Goal – Output every line below without omitting or altering anything.

Task inputs –
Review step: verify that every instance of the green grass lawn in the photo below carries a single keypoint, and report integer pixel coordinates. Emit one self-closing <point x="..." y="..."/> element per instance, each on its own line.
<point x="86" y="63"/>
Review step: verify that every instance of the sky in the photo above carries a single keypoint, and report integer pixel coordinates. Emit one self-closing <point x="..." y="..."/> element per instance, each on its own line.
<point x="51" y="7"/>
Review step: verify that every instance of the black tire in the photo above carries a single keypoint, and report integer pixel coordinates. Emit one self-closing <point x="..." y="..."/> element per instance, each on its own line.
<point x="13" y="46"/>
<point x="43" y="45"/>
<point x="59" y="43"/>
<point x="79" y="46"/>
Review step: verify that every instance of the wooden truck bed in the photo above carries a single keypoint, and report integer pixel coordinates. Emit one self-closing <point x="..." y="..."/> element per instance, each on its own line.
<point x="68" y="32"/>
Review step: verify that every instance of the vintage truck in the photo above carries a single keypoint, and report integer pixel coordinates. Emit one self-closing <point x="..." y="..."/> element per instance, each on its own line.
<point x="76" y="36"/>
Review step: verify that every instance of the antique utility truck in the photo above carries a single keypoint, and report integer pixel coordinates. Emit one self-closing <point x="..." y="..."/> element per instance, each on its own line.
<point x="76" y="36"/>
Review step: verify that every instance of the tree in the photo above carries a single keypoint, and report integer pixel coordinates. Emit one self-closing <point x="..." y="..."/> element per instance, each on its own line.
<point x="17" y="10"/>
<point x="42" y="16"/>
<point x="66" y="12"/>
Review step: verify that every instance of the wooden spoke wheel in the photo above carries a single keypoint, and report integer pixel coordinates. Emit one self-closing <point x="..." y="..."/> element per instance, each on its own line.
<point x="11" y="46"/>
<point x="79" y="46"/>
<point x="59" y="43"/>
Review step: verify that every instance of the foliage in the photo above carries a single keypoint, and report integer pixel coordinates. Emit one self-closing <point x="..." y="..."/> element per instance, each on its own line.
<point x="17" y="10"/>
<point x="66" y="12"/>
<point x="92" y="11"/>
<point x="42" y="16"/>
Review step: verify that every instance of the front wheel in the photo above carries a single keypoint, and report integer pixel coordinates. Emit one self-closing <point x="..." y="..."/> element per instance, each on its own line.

Final answer –
Review step: verify that every instance of the green grass lawn in the photo below carries a single keypoint, and report integer pixel coordinates. Emit one self-closing <point x="..." y="..."/> element per instance, each on its own line.
<point x="86" y="63"/>
Review step: verify that every instance of the sky in the photo above carries a single keypoint, and report integer pixel coordinates. Emit one self-closing <point x="..." y="..."/> element per instance, each on its own line.
<point x="51" y="7"/>
Review step: verify that every instance of the black tire in the photo above carries a single keypoint, and report integer pixel coordinates. Emit one self-closing <point x="..." y="..."/> element per instance, each on its own line.
<point x="13" y="46"/>
<point x="43" y="45"/>
<point x="59" y="43"/>
<point x="79" y="46"/>
Review step: verify that every instance of the wooden truck bed in the photo above carries a single keypoint, and report integer pixel coordinates. Emit one self-closing <point x="..." y="..."/> element per instance, each on its own line.
<point x="68" y="32"/>
Review step: verify that every instance of the vintage truck in the photo above carries a single keypoint, and report integer pixel coordinates. Emit one self-closing <point x="..." y="..."/> element per instance, each on its own line.
<point x="76" y="36"/>
Review step: verify that every instance of the antique utility truck in the photo above carries a single keypoint, and report integer pixel coordinates. Emit one self-closing <point x="..." y="..."/> element per instance, each on its own line.
<point x="76" y="36"/>
Review step: verify that every instance of the tree in the photo above carries a single keypoint, and report integer pixel coordinates. Emit one self-closing <point x="..." y="..."/> element per instance, each on its own line.
<point x="17" y="10"/>
<point x="42" y="16"/>
<point x="66" y="12"/>
Review step: verify that every instance of the wooden spoke wheel in the photo above carries a single keypoint, and report integer pixel coordinates. Emit one self-closing <point x="..." y="..."/> element per instance, each on its own line.
<point x="11" y="46"/>
<point x="79" y="46"/>
<point x="59" y="43"/>
Review step: verify that every instance of the foliage in the photo above carries a single keypoint, and report integer pixel coordinates. Emit one self-closing <point x="..." y="..."/> element per instance, each on its own line.
<point x="17" y="10"/>
<point x="66" y="12"/>
<point x="92" y="11"/>
<point x="42" y="16"/>
Review step: verify that every instance of the front wheel in the photo above carries a single keypoint, and report integer pixel coordinates. Emit one self-closing <point x="..." y="..."/> element per instance, each on its own line.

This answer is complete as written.